Take the material below and write it all out again exactly.

Location labeling records —
++++++
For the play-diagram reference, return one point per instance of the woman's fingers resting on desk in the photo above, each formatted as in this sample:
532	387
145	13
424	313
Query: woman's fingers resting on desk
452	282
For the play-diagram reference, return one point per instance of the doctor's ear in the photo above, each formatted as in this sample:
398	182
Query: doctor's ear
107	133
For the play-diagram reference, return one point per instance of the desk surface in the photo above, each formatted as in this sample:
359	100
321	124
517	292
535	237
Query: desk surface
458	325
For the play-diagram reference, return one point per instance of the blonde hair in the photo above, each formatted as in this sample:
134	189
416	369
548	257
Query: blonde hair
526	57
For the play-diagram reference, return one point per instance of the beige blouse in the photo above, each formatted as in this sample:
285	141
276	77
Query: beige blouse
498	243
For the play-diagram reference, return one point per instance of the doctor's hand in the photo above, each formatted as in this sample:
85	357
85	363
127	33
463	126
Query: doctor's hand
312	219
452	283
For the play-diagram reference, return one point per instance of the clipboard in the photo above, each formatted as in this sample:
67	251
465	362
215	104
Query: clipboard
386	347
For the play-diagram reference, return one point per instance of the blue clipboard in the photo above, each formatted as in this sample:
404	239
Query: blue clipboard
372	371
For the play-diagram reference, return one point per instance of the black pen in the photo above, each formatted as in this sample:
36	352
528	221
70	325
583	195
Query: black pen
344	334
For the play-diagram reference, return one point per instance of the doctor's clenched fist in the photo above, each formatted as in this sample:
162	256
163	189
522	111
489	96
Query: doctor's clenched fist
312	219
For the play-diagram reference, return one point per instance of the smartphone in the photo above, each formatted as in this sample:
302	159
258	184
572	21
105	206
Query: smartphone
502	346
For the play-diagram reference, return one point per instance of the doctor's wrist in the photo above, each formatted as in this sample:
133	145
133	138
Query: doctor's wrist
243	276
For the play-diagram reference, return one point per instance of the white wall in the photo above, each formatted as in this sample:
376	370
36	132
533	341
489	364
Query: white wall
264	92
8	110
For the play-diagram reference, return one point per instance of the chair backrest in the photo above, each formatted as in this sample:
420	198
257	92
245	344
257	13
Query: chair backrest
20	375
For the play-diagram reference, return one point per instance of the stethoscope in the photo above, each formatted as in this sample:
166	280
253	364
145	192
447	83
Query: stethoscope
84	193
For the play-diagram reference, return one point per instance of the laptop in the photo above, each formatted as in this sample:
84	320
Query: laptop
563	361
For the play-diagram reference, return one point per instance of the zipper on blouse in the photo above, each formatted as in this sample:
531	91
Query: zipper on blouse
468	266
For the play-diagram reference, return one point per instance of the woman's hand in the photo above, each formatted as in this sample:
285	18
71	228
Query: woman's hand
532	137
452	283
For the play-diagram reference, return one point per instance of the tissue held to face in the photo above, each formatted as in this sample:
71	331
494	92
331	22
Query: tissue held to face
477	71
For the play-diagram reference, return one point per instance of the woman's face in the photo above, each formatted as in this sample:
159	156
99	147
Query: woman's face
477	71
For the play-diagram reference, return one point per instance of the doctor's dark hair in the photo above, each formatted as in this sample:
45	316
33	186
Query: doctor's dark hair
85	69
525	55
++++++
TASK ANSWER —
For the play-diagram reference, return one point per instance of the woman's fingers resting on desk in the photo above, each formatted as in this sample:
532	387
145	13
424	313
Query: woman's fingers resting on desk
452	282
For the play-diagram reference, return one point per instance of the doctor's ear in the photo above, each formatted as in this sample:
398	182
Query: doctor's ear
107	133
For the play-diagram reference, return one point per instance of the desk surface in the photo above, each formatted as in this sample:
359	100
321	124
517	292
535	237
Query: desk surface
458	325
For the play-diagram reference, return one point per instance of the blonde hair in the photo above, each formatted as in this sample:
134	189
416	369
548	257
Query: blonde hair
526	57
For the play-diagram reference, return one point per instance of the beige blouse in the photo above, each formatted as in this sample:
285	141
276	77
Query: beige blouse
498	243
For the play-diagram reference, return one point per instance of the doctor's hand in the photo above, each formatted as in this sample:
85	357
85	363
127	33
463	126
Query: doctor's hand
312	219
452	283
For the play-diagram reference, return one point per instance of the clipboard in the photo above, each formatted as in this sample:
67	251
465	362
215	104
Query: clipboard
386	347
For the play-diagram reference, return one point per instance of the blue clipboard in the photo above, each formatted as in this sample:
404	239
Query: blue clipboard
372	371
For the play-diagram reference, return one point per instance of the black pen in the photo above, each formatted as in this sample:
36	352
528	221
70	325
583	195
Query: black pen
344	334
For the play-diagram reference, return one point per instance of the doctor's clenched fist in the photo above, each formatted as in this sample:
162	256
163	189
522	111
489	96
Query: doctor's clenched fist
312	219
For the play-diagram reference, return one point per instance of the smartphone in the photo above, each formatted as in this sample:
302	159
258	184
572	21
105	206
Query: smartphone
502	346
For the play-diagram reference, return one point per instance of the doctor's wrist in the photo above, each formatted as in this sample:
133	145
133	138
Query: doctor's wrist
243	276
For the play-diagram reference, return one point per instance of the white wall in the photo above, each formatted as in this sample:
376	370
36	132
533	341
489	364
Query: white wall
264	92
8	110
For the play-diagram reference, return one point per instance of the chair backrest in the photo above, each formatted as in this sample:
420	198
257	92
245	344
257	13
Query: chair backrest
20	375
For the play-diagram reference, return one point per instance of the stethoscope in the photo above, each formatted as in this sample:
166	280
253	364
145	192
447	83
Query: stethoscope
84	193
For the play-diagram reference, return one point per instance of the laptop in the photo above, each formatted as in this sample:
84	320
Query: laptop
563	361
For the play-diagram reference, return one point per instance of the zipper on blouse in the photo above, each formatted as in this sample:
531	91
Query: zipper on blouse
468	266
For the play-diagram reference, return one point per instance of the woman's hand in the photo above, each formatted as in this sample:
285	18
71	228
Query: woman's hand
532	137
452	283
For the play-diagram reference, return one point per instance of the tissue held to face in the photo above, each formatted as in this sample:
71	331
494	92
331	22
Query: tissue held to face
477	71
For the play-diagram reference, return one point per instance of the woman's face in the photo above, each formatted as in this sample:
159	156
99	147
Query: woman's face
477	71
For the play-diagram reference, return one point per instance of the doctor's dark hair in the photo above, each formatted as in this sample:
45	316
33	186
Query: doctor's dark hair
85	69
525	55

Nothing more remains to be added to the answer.